### Input rows:
-*-*-

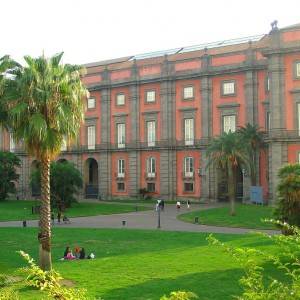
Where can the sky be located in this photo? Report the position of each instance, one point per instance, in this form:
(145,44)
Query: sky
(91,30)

-*-*-

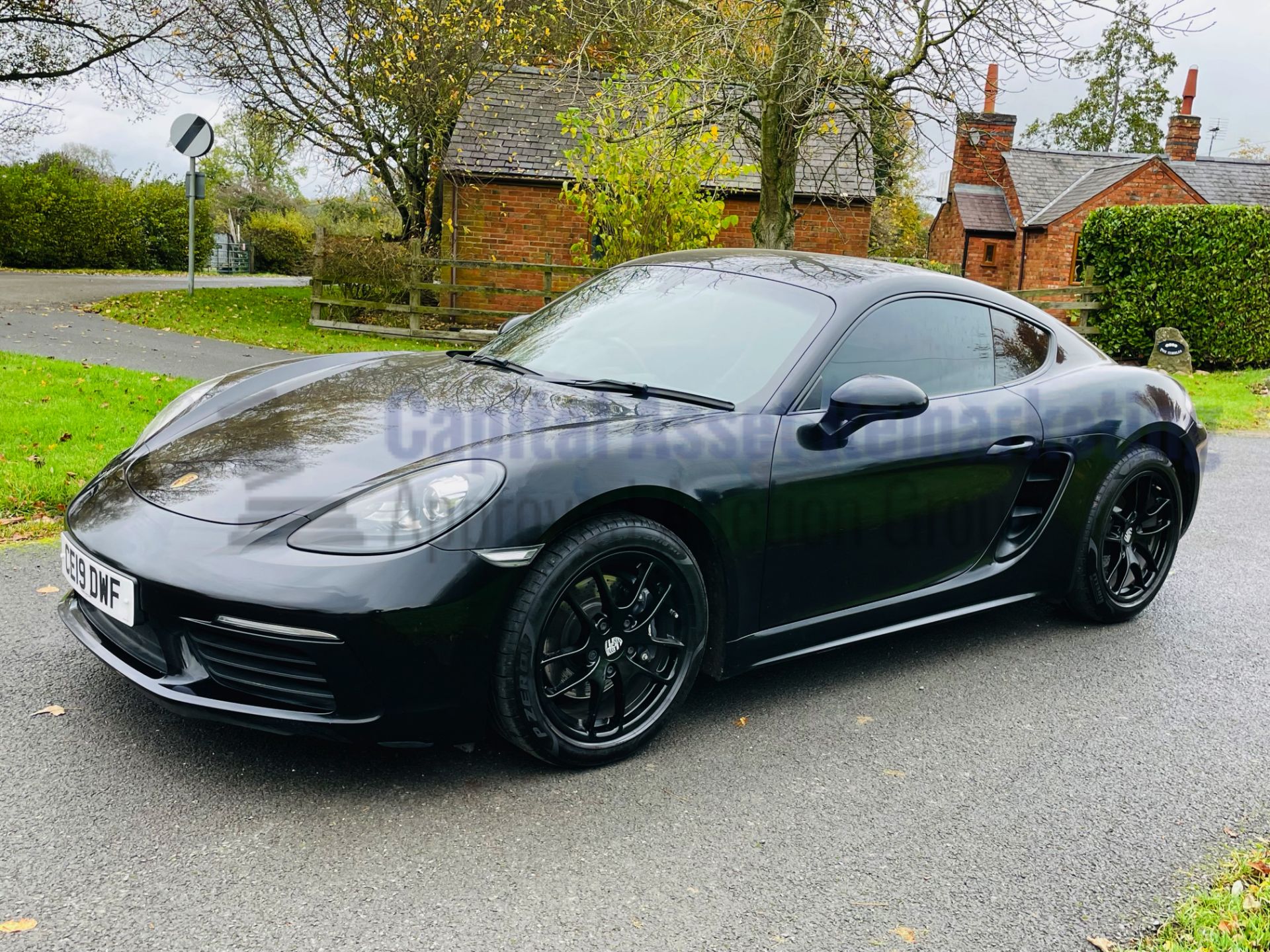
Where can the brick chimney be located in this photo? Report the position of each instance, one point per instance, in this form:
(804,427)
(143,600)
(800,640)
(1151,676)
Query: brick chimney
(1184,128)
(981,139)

-*-*-

### Exercise directions:
State how many lines of the records contain the string "form", matching case exactly. Give only the number.

### Task solution:
2